Transcribe the stretch of the blog entry from "Friday, March 2, 2012" through "leave everyone out.".

TEXT BLOCK:
[BEGIN]

Friday, March 2, 2012

on this one

sometimes I feel an urge, bordering on obligation, to pin down the details of any particularly rich day. yet upon delving into my account I quickly lose interest and patience. after all, I know what happened--I've already lived it. clearly, I've yet to mastered the art of storytelling. constructing a narrative involves detail and interpretation in appropriate doses; bare facts alone aren't effective in captivating any audience's attention--not even my own. but abstractions, vague color-tints and impressions of murmurs and moments, leave everyone out.

I have some necessary writing to tackle very soon. I contain dim and troubled waters on only the rarest of occasions but this time around the waters are rough. that vague allusion will suffice so far as this little blog entry is concerned. in this moment I am writing as an exercise--to warm up to the art so that my skills may be a little sharper once I turn my attention to more outwardly oriented topics.

enough adieu.

this morning I arrived at work on time. for much of my employment this was the norm, but I've been rolling in about five minutes late these past few months. but not today - this time I was a few minutes early. my boss never notices my arrival as it hovers behind and ahead of when I'm on the clock, and I have a hard time worrying myself with the matter too much as I almost always leave a good chunk after my hour of intended departure, not to mention the research time I put in on my own time.

[END]

Source records:
[BEGIN]

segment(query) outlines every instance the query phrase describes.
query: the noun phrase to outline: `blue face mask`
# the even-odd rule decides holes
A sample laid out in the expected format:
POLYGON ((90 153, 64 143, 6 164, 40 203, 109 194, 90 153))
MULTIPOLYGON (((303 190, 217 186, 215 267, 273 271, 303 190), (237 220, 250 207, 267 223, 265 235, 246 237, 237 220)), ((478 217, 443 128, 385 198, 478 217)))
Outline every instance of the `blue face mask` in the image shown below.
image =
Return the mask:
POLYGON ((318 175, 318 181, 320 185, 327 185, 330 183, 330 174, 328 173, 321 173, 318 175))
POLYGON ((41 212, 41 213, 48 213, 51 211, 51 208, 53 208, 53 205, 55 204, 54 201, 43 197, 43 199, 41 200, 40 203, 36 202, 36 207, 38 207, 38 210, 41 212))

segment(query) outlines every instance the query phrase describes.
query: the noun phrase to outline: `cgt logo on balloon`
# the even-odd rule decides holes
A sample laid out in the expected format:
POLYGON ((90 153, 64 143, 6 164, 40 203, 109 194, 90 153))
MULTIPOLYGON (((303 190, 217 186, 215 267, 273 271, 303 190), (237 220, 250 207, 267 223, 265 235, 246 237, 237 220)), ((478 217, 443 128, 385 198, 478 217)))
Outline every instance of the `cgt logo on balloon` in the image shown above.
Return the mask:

[END]

ANSWER FOR THE TASK:
Friday, March 2, 2012

on this one

sometimes I feel an urge, bordering on obligation, to pin down the details of any particularly rich day. yet upon delving into my account I quickly lose interest and patience. after all, I know what happened--I've already lived it. clearly, I've yet to mastered the art of storytelling. constructing a narrative involves detail and interpretation in appropriate doses; bare facts alone aren't effective in captivating any audience's attention--not even my own. but abstractions, vague color-tints and impressions of murmurs and moments, leave everyone out.